▸ GIVEN EXERCISE: Rewrite the items as a numbered list, from their first line through the line containing "133 38 L 133", inclusive, and leave out any blank lines.

▸ GIVEN DATA:

-*-

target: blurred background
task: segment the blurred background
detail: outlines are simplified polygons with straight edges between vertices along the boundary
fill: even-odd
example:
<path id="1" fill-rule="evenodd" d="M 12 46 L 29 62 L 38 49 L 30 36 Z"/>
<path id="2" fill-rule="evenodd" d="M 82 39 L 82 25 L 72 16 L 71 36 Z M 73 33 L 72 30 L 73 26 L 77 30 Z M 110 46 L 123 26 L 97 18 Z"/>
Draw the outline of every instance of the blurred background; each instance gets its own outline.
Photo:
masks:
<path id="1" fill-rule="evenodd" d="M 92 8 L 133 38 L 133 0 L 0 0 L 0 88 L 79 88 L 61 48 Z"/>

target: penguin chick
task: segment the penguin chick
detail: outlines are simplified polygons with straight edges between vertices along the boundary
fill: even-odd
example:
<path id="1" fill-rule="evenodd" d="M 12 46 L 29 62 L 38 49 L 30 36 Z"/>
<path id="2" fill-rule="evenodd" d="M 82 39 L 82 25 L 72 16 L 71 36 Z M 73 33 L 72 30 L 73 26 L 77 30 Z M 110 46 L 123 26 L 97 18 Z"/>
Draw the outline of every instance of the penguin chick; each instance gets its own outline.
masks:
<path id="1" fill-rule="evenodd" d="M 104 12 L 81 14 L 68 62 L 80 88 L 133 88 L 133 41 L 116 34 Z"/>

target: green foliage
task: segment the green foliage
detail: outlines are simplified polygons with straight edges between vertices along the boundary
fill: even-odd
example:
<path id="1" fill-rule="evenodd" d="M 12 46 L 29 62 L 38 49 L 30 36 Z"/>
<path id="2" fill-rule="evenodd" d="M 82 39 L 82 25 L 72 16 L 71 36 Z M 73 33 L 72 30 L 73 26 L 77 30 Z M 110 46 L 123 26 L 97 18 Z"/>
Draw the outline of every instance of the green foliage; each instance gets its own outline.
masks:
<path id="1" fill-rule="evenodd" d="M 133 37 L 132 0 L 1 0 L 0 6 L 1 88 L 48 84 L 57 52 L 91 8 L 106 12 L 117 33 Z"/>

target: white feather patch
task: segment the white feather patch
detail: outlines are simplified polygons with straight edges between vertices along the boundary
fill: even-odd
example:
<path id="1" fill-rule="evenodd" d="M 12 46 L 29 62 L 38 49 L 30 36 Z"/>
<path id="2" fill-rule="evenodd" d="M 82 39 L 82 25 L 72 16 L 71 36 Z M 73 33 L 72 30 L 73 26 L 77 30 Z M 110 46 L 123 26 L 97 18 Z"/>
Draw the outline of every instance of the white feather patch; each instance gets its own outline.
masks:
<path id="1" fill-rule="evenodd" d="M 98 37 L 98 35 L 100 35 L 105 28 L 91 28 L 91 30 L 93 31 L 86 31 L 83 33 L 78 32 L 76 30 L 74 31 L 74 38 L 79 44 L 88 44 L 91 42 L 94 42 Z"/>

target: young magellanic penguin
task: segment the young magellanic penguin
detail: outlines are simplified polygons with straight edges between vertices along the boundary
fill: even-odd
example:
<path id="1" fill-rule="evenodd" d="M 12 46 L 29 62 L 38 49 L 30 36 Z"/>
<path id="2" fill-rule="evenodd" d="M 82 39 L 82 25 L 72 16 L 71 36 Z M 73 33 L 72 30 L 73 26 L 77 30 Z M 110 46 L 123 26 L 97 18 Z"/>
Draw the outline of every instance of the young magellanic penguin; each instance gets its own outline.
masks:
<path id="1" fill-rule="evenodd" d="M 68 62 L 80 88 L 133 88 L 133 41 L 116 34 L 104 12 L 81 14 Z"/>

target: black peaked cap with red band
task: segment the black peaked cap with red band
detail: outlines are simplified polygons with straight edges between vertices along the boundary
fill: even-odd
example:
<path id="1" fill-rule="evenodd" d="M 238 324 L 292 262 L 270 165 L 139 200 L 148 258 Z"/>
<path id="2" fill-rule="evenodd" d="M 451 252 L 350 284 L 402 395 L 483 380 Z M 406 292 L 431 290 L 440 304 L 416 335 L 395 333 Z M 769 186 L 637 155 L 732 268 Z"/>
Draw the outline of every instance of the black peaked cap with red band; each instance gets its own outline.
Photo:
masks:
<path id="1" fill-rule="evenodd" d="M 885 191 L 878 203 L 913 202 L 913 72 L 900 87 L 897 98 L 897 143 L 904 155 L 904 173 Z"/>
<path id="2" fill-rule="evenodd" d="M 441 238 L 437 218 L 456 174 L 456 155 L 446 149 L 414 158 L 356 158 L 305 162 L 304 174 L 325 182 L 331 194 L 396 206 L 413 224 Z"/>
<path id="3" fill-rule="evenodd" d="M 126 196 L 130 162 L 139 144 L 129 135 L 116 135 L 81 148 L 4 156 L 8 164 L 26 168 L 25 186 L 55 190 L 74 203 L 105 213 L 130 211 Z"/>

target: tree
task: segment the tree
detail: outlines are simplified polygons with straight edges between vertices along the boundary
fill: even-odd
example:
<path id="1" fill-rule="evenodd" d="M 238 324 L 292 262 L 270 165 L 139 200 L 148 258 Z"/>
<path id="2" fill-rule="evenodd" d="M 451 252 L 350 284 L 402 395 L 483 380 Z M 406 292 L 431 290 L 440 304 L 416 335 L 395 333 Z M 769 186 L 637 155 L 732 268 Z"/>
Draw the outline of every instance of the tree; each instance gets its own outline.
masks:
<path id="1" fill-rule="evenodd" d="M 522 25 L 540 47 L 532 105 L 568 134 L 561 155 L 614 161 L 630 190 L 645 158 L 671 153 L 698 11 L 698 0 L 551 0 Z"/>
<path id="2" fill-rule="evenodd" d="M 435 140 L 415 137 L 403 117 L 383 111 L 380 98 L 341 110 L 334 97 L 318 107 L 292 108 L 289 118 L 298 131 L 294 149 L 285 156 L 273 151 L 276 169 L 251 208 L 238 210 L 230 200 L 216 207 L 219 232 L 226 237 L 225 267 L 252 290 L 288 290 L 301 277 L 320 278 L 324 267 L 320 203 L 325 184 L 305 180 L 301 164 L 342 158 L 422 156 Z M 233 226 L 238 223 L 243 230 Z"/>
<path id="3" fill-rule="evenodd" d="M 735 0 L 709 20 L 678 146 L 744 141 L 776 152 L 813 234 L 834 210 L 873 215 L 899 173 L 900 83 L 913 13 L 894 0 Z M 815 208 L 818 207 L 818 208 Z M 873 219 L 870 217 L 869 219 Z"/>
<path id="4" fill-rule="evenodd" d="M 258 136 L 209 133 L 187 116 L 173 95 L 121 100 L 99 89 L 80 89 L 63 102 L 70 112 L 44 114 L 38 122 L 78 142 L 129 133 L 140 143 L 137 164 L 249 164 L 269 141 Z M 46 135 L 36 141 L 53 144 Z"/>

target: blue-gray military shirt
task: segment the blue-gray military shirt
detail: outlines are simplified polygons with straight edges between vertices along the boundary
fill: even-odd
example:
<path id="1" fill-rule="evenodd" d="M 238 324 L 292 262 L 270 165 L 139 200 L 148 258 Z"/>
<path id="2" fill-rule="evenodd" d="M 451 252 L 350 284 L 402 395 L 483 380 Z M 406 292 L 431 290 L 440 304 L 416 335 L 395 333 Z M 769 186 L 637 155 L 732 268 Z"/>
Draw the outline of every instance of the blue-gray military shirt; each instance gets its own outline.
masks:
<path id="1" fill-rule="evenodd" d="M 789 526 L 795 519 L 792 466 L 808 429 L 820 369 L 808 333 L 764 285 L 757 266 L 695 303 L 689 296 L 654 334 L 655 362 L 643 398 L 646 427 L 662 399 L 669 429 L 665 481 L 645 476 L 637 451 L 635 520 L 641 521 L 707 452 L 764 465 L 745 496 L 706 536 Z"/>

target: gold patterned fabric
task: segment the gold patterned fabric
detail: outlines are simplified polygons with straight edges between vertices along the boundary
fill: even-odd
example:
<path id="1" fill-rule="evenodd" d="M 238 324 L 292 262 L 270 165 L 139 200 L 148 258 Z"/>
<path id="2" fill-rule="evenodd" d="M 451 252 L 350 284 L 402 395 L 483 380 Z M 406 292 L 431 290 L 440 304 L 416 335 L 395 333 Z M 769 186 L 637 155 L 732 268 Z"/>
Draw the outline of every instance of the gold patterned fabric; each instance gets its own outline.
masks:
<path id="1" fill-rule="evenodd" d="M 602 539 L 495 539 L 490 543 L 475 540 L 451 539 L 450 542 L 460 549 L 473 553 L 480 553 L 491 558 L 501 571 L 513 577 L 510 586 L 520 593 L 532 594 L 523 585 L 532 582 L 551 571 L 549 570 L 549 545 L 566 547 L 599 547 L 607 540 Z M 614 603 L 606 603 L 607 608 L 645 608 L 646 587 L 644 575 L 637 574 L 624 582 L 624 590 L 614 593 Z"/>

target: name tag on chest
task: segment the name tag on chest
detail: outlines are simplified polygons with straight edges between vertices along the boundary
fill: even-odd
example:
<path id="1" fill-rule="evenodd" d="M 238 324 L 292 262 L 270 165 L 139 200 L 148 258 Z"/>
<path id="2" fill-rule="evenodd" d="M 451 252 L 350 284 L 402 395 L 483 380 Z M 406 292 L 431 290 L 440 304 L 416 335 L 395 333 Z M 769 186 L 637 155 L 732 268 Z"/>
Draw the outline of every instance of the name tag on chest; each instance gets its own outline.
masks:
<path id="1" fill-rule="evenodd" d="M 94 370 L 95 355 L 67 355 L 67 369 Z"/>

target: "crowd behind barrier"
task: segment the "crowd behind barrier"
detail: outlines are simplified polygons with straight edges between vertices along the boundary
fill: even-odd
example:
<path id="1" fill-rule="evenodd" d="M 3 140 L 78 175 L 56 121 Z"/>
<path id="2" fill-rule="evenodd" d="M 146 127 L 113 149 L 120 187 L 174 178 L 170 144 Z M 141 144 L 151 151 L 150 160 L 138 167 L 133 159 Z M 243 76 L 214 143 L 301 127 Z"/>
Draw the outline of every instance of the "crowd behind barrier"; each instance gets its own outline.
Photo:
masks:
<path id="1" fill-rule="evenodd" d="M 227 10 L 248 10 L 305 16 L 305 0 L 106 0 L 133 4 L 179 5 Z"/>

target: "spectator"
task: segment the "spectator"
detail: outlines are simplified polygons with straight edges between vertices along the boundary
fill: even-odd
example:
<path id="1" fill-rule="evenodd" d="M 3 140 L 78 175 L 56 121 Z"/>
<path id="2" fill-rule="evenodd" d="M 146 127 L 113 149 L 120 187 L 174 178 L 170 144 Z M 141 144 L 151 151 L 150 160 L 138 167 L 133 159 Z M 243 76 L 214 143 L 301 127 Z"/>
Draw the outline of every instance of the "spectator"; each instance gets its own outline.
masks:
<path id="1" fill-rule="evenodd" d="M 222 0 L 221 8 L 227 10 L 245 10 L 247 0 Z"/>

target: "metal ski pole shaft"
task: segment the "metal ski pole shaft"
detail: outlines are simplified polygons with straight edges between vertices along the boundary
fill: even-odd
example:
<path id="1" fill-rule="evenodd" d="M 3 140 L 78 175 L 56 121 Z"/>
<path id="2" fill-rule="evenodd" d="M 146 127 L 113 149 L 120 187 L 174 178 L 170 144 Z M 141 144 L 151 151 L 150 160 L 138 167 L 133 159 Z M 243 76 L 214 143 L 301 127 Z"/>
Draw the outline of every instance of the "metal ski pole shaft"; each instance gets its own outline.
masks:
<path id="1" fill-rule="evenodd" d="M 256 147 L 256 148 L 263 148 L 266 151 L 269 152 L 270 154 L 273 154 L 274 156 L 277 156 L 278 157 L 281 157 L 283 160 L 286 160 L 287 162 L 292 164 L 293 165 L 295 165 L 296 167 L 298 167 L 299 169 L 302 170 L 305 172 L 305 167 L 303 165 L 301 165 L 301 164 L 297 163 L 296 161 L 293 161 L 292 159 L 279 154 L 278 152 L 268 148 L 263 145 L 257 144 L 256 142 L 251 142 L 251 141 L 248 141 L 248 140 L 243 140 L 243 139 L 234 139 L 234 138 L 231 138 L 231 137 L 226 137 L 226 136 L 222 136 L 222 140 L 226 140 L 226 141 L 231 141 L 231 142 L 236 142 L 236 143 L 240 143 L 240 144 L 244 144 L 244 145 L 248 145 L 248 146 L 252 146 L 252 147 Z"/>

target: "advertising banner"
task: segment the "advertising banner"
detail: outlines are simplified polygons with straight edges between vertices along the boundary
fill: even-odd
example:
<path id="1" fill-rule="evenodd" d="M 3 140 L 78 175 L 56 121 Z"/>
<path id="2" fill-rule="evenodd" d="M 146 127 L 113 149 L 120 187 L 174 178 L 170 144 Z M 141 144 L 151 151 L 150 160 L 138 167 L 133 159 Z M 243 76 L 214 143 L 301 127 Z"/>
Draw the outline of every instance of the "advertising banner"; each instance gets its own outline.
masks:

-*-

▸ EXERCISE RESULT:
1. target: blurred background
2. task: segment the blurred background
3. detail: outlines are simplified polygons with straight edges between vertices along the boundary
4. fill: even-odd
5. example:
6. <path id="1" fill-rule="evenodd" d="M 12 46 L 29 62 L 38 49 L 30 36 Z"/>
7. <path id="2" fill-rule="evenodd" d="M 82 39 L 82 25 L 72 16 L 71 36 Z M 73 33 L 72 30 L 73 26 L 77 30 Z M 110 46 L 123 26 L 97 18 Z"/>
8. Draw the outline of every instance of the blurred background; each instance gets its own outline.
9. Photo:
10. masks:
11. <path id="1" fill-rule="evenodd" d="M 92 8 L 133 38 L 133 0 L 0 0 L 0 88 L 79 88 L 61 48 Z"/>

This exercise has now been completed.